** Begin **

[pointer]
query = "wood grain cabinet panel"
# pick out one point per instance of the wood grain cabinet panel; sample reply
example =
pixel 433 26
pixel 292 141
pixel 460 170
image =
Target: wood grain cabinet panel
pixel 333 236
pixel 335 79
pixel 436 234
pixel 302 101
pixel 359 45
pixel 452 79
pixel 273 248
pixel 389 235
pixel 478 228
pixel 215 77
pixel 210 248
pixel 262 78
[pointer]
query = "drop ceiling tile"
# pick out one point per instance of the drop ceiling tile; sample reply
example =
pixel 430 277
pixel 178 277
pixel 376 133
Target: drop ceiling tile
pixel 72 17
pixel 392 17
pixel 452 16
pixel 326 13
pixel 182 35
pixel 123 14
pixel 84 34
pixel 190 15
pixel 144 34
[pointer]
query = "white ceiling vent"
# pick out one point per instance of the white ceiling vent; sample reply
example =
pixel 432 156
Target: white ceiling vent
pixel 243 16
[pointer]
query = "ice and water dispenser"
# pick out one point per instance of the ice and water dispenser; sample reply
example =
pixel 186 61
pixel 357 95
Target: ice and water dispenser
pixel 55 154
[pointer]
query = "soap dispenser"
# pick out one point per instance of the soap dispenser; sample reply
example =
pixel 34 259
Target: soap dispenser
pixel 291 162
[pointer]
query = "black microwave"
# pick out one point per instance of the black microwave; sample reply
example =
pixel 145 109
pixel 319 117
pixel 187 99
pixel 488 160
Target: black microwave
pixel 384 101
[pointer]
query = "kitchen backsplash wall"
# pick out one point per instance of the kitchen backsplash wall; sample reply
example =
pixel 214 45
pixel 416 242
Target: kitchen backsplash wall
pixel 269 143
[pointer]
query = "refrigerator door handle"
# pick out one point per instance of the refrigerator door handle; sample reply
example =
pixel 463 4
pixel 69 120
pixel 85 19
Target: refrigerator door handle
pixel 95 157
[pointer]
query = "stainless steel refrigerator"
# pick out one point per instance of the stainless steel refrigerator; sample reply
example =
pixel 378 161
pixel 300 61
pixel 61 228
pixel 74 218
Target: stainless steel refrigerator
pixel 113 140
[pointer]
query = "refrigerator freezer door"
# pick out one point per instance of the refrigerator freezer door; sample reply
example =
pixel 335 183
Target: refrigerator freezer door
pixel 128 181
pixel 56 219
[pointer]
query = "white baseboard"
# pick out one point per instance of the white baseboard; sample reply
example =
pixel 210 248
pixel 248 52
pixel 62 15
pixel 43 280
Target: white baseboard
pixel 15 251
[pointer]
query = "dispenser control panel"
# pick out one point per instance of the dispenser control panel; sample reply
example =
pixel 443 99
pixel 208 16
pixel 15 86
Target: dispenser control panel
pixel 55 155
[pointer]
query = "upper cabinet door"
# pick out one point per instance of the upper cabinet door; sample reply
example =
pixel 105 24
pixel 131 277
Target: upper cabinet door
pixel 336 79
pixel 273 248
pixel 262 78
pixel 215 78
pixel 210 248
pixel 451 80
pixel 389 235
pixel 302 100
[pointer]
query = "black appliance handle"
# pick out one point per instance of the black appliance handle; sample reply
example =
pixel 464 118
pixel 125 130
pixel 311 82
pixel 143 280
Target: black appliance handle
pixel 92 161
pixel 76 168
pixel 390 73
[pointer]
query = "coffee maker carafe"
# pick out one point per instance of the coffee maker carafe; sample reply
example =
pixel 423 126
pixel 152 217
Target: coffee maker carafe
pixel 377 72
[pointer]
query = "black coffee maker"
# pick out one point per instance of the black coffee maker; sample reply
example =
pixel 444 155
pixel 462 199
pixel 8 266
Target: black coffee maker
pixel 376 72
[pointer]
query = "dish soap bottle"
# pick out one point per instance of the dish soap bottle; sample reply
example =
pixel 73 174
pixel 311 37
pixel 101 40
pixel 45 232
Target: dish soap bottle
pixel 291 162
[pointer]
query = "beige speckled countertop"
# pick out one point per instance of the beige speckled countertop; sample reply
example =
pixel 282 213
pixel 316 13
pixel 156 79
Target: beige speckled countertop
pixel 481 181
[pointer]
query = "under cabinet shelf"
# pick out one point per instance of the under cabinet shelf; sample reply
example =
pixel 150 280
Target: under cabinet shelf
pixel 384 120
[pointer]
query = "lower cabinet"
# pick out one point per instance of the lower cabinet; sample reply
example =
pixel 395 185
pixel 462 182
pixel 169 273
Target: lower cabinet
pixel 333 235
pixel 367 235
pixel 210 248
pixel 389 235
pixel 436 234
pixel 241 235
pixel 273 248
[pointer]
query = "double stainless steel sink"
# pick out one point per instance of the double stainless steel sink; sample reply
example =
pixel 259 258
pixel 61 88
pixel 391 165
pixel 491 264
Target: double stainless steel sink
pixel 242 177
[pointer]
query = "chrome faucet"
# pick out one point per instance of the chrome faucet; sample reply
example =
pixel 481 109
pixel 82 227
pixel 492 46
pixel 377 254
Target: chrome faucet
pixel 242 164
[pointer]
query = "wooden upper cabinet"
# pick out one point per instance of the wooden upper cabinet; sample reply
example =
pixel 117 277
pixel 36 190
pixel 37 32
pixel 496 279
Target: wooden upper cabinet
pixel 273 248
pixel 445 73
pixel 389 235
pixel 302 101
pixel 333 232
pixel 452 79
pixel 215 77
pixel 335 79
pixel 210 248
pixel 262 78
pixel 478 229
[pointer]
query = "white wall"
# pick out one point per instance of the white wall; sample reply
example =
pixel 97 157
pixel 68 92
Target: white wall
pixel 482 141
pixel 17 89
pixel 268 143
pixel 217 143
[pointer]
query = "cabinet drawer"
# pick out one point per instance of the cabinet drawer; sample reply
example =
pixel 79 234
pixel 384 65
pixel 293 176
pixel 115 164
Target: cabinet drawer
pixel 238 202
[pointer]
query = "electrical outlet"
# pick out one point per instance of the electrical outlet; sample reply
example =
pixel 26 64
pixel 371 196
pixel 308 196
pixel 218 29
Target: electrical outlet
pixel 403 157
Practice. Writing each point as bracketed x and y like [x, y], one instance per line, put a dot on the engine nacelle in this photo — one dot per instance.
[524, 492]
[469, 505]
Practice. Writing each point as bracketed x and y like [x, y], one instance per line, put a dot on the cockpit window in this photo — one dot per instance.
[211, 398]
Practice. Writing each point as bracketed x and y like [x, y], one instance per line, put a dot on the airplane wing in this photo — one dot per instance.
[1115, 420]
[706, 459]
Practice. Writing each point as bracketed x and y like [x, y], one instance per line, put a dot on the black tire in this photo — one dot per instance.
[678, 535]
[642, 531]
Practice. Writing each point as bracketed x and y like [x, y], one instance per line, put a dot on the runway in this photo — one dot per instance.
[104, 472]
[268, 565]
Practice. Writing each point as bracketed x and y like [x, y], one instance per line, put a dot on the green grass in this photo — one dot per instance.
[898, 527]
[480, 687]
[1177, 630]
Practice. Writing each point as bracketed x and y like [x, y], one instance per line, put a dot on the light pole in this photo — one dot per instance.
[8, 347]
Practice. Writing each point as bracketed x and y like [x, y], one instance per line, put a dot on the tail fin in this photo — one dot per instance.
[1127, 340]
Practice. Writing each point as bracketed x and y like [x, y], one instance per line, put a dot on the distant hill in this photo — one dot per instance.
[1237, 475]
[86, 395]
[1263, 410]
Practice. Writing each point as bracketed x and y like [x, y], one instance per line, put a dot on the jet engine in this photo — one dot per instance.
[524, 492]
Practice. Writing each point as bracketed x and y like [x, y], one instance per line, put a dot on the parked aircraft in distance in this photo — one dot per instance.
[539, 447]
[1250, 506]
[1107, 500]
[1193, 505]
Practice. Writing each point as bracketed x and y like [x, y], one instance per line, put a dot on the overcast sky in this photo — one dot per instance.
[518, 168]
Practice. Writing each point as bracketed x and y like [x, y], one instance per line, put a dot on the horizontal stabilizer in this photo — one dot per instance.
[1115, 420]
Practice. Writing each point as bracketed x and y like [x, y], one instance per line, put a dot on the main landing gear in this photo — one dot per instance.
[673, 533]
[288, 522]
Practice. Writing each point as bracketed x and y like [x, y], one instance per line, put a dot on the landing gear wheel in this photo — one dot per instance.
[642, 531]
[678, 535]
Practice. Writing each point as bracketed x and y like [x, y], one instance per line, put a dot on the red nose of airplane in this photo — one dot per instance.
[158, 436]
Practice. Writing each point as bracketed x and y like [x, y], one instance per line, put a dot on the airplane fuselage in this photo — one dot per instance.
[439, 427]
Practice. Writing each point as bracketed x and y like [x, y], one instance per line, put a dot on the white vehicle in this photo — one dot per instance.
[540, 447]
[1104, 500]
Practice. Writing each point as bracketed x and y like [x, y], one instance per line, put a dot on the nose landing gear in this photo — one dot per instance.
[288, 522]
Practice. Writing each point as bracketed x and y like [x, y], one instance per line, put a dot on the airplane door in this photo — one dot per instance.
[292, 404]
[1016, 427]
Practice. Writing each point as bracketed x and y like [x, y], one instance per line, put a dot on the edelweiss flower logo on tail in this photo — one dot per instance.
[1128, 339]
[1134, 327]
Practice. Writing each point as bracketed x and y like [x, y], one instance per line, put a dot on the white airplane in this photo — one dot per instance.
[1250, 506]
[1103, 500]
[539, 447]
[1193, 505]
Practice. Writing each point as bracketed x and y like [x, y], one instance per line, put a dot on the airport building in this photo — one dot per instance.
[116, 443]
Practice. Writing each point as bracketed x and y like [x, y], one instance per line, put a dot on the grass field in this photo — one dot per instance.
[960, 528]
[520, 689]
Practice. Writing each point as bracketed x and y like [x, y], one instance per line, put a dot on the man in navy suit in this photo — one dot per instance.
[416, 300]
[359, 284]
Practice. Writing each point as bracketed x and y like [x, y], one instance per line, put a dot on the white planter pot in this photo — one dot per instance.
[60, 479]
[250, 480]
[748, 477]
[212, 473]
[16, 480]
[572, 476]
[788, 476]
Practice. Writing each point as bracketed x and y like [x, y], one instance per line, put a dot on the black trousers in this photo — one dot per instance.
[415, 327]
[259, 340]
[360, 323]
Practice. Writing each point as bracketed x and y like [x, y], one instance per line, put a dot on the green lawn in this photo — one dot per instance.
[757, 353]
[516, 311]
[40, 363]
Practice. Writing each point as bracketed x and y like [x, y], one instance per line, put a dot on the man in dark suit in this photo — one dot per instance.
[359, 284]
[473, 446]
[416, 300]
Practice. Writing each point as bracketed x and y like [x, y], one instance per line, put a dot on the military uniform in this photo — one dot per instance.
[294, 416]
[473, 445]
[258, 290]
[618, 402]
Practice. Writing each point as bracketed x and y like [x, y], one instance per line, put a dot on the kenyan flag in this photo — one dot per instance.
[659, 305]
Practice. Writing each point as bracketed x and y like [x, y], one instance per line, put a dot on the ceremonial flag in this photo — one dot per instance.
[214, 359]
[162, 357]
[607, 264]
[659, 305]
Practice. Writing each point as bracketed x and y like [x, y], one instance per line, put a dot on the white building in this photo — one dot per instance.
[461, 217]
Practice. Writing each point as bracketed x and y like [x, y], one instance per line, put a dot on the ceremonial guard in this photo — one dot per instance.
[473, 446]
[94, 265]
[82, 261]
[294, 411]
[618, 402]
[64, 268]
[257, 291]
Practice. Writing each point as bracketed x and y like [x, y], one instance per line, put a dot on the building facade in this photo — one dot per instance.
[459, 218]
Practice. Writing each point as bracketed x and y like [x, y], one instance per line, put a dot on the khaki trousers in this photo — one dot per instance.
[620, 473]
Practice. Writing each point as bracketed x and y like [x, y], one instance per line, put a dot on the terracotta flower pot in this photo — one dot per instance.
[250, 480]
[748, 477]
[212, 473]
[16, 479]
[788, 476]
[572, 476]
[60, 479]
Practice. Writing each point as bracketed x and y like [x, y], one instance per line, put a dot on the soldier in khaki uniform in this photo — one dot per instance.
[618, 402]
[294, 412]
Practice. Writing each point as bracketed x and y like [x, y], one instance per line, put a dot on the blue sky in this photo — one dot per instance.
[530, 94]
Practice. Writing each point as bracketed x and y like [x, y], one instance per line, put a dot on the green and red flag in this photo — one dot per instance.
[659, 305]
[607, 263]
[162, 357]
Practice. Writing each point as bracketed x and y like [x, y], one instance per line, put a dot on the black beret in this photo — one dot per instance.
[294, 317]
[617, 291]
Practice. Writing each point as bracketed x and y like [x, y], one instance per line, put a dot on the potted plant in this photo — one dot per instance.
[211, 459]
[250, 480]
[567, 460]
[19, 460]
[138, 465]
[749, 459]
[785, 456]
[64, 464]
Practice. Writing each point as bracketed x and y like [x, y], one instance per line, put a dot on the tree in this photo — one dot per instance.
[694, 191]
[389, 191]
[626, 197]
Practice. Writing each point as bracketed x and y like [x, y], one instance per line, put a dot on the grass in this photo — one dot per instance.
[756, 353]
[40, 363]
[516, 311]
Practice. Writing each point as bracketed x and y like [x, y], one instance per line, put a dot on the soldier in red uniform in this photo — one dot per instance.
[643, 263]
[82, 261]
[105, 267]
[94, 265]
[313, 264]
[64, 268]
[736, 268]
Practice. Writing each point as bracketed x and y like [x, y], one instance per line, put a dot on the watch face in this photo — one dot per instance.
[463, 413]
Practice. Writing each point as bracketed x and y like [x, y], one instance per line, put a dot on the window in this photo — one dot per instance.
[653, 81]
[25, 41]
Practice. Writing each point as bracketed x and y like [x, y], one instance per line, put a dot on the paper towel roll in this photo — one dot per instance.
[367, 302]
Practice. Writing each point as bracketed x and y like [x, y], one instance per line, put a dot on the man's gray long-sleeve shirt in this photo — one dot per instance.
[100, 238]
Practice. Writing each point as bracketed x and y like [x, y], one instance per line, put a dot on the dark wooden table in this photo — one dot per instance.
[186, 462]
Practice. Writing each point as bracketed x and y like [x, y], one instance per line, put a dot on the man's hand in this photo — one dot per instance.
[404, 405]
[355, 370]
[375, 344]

** End **

| Aim of the exercise |
Retype the material exactly, from the line that contains "the man's gray" up to and including the last line of the material.

| Reply to the task |
Practice. Writing each point as bracketed x and y like [x, y], one instance per line, put a dot on the man's gray long-sleeve shirt in this photo — one dot per instance.
[100, 238]
Practice. Writing each point as bracketed x and y like [x, y], one instance per line, put a dot on the dark wooden table in this photo — one dot per instance.
[186, 462]
Practice. Writing each point as bracketed x and y like [x, y], one instance per line, put a dot on the man's hand in this photo — one dot per instance.
[404, 405]
[355, 370]
[375, 344]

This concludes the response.